◆ EXERCISE MATERIAL ◆
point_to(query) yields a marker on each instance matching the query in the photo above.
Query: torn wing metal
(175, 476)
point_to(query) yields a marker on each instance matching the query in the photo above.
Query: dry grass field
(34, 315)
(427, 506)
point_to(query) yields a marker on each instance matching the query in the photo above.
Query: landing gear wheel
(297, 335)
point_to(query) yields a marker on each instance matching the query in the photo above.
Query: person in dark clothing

◆ WHAT TO DO ◆
Find the line with "Query: dry grass field" in the listing above, then write out that line and each remaining line exactly, with no other text.

◆ RESPONSE BELOW ◆
Query: dry grass field
(34, 315)
(427, 506)
point_to(query) yields a marker on each instance matching the query in the photo above.
Query: landing gear wheel
(297, 335)
point_to(query) yields a marker on each instance matching the query in the photo above.
Query: person in dark clothing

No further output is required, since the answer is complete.